### Objective
Your task is to repeat all of the data exactly while excluding the pictures.

----- Supplied data

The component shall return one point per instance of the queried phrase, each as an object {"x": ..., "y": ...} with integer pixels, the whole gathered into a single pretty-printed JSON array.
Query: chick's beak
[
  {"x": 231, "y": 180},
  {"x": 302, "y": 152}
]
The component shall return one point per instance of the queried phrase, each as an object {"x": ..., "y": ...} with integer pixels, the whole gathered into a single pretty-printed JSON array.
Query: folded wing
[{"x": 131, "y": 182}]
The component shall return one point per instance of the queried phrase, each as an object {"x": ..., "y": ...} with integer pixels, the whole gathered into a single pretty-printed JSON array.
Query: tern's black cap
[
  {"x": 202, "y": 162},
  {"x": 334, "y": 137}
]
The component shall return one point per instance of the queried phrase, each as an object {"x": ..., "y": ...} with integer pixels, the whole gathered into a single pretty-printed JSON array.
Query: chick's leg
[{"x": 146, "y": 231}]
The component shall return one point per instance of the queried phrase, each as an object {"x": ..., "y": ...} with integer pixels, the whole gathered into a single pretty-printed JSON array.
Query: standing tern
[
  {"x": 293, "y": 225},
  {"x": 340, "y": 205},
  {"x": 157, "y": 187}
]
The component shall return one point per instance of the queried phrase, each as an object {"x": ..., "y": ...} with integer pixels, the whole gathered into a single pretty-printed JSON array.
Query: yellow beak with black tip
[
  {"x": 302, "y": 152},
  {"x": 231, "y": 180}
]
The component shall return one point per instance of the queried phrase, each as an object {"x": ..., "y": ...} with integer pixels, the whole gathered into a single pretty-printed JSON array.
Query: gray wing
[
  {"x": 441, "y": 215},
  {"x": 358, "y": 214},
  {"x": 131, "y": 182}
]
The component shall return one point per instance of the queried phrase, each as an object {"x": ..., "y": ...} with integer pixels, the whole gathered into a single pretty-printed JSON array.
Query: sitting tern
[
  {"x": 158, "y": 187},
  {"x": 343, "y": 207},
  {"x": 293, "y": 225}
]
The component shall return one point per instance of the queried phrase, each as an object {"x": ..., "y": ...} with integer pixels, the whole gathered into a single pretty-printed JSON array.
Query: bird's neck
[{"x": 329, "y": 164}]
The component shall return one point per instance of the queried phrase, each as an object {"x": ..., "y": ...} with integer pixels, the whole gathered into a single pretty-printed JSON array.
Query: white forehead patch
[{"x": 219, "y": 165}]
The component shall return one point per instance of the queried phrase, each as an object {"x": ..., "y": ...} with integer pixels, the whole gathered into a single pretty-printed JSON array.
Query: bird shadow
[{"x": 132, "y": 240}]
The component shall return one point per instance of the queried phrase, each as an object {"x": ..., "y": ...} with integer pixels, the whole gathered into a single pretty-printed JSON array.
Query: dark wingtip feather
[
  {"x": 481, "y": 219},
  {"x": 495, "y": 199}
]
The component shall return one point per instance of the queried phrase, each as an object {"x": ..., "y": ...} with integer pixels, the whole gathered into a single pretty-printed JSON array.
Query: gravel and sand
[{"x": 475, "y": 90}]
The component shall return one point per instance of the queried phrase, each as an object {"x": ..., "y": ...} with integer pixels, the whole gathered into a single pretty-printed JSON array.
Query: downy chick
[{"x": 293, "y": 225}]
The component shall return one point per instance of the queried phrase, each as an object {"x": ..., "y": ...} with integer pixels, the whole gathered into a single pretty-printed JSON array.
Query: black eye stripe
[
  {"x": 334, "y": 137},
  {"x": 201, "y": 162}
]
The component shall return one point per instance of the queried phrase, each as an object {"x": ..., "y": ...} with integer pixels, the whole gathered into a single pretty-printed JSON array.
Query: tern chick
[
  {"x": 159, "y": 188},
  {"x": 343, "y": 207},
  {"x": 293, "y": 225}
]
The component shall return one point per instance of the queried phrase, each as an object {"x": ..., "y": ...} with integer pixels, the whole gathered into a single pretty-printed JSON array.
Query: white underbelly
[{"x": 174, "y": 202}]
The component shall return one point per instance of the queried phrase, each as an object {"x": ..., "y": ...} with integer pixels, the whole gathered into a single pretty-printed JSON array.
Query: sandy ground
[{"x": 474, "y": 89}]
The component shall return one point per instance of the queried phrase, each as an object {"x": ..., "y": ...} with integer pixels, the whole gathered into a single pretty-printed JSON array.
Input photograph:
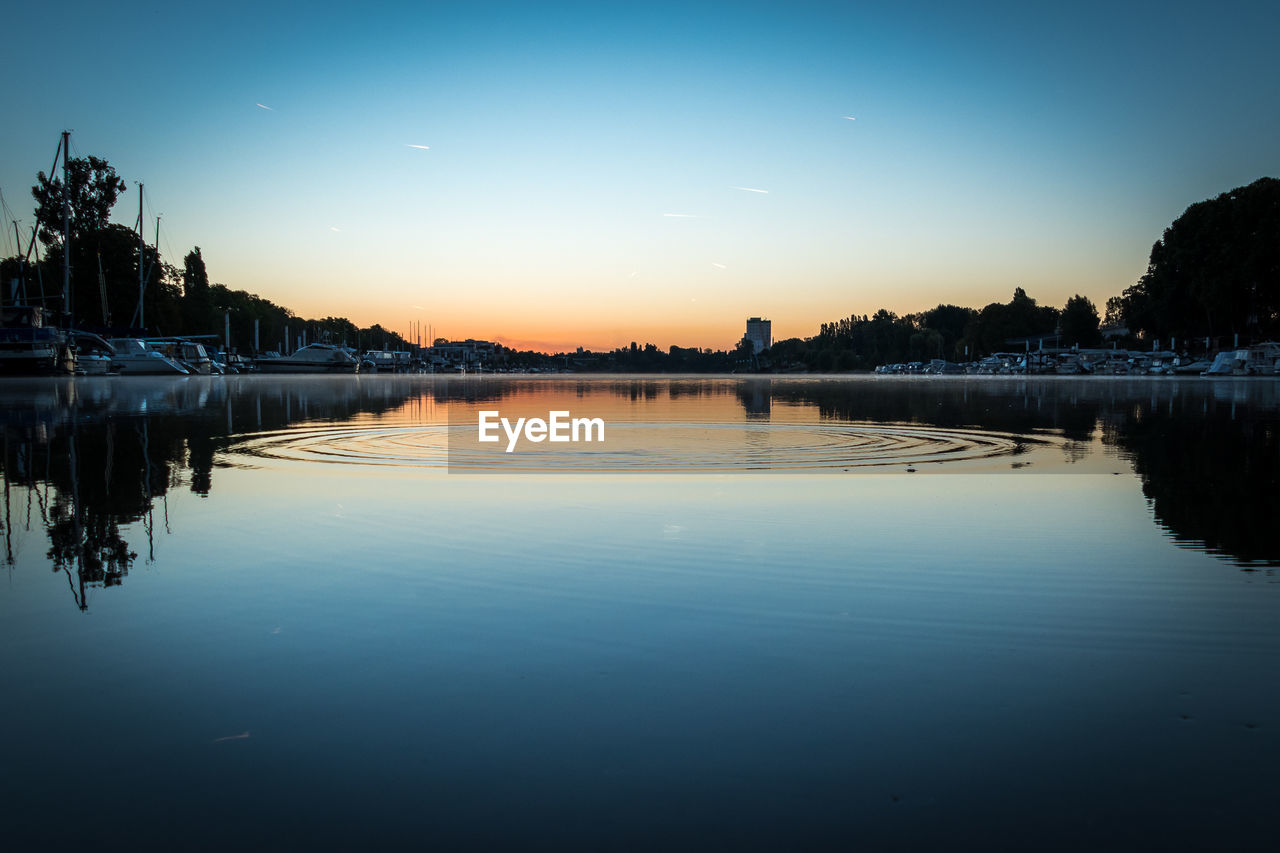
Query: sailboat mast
[
  {"x": 67, "y": 227},
  {"x": 142, "y": 283}
]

----------

### Reply
The component shall return one point per instance of the queried phrase, each as an object {"x": ..., "y": ...} with integer pixels, the whole gathered into a single pretty-printed JSON array.
Query: chick's beak
[
  {"x": 231, "y": 180},
  {"x": 302, "y": 152}
]
The component shall return one point per instance of the queried phrase, each as an object {"x": ..., "y": ...} with integer pixels, the whole gathered into a single pretty-printed JSON array.
Query: folded wing
[{"x": 131, "y": 182}]
The component shall return one point per instance of the queried phrase, each as an object {"x": ..., "y": ...} with integer pixels, the whole gathered into a single pretty-printed JSON array.
Query: tern's black cap
[
  {"x": 202, "y": 162},
  {"x": 334, "y": 137}
]
The component shall return one point per instance of the queried phrase, each as an object {"x": ..., "y": ...} with integer pixels, the whole gathered into a single pretty-printed JSON array.
Query: chick's leg
[{"x": 146, "y": 231}]
The component shall return one point per instance of the queried phrase, each as an object {"x": ..., "y": ...} with integer pixels, the whole gathered into a single pretty-printed JSON array.
Query: standing tern
[
  {"x": 293, "y": 225},
  {"x": 340, "y": 205},
  {"x": 157, "y": 187}
]
The component shall return one point per instance of the queried phrase, each as an object {"x": ..., "y": ...} with integer pixels, the whole gathered into a single pretty-printed JSON array.
Query: yellow beak with black tip
[
  {"x": 302, "y": 152},
  {"x": 231, "y": 180}
]
The component shall return one point per instance of the queried phrase, each as an object {"x": ..., "y": ...} with integer pixels, the whole gathered into a single pretty-printed JSON array.
Query: gray wing
[
  {"x": 441, "y": 215},
  {"x": 358, "y": 214},
  {"x": 131, "y": 182}
]
The component shall return one point per instance of the queried phrase, each as an object {"x": ..., "y": ...} with integer pixels, the whole gathered into a single pretty-printed JSON array.
Query: sitting tern
[
  {"x": 158, "y": 187},
  {"x": 343, "y": 207},
  {"x": 293, "y": 225}
]
The component shall return one point per instance of the queried phrase, each as an object {"x": ..., "y": ...} with integer pixels, the whole gathered into a single pretty-printed JSON array.
Query: bird's neck
[{"x": 329, "y": 164}]
The component shall return one point per instance of the queried phrase, each as an object {"x": ..., "y": ...} with integer pixels, the whole gathered into a single pretty-printed JSON array.
Query: white forehead patch
[{"x": 219, "y": 165}]
The component shall return one point per instance of the queried phrase, each as an object {"x": ..., "y": ...} with integer pixels, the whole gathered into a single pretty-printed JSON array.
Query: bird shadow
[{"x": 132, "y": 240}]
The component shall return one point per instance of the queried phrase, each as an object {"x": ..., "y": ...} with integer pixels, the whole gathered into a single pretty-printed JSON array.
Query: dark wingtip feather
[
  {"x": 481, "y": 219},
  {"x": 495, "y": 199}
]
The component shall return one point per instance of the queried phrase, each as an object {"x": ..., "y": ...} with integer pixels, the whole gathered into a single pretty-printed JSON array.
Query: gravel and sand
[{"x": 475, "y": 90}]
The component shall return one point per instance of the queried phrase, each as an object {"x": ..., "y": ...} with integer pixels, the whole gathered into a single pretty-printed JSON array.
Query: downy chick
[{"x": 293, "y": 225}]
The component shall return one point per instance of the queried phrase, each as an object {"x": ..., "y": ...} with integer pixels, the whole gathered into a single pretty-printed JSON array.
Query: black eye stripe
[
  {"x": 334, "y": 137},
  {"x": 201, "y": 162}
]
The component shall return one point per instance of the queried phrase, each as an object {"x": ..., "y": ...} with integer pixels, the whole gathered into a single pretty-printed JSON array.
Query: tern chick
[
  {"x": 159, "y": 188},
  {"x": 343, "y": 207},
  {"x": 293, "y": 225}
]
The component shall return one point per instance of the queried phrase, each as an object {"x": ..., "y": ...} with integer pixels, the whole gathered into a single pretty-printed JSON array.
Query: white underbelly
[{"x": 174, "y": 202}]
The component shall return one point per instance of the queried phrase, each as an object {"x": ..., "y": ...} with integer pixels, the whole gathered into a single pretty-printed JSON array.
Query: sandy ground
[{"x": 474, "y": 89}]
The component shall return one point per instance of the queried phrase, each as an object {"x": ..., "y": ...} with integer pixels, the whole gathered into a single pretty-printed JSON array.
Input photograph:
Query: sailboat mast
[
  {"x": 67, "y": 227},
  {"x": 142, "y": 283}
]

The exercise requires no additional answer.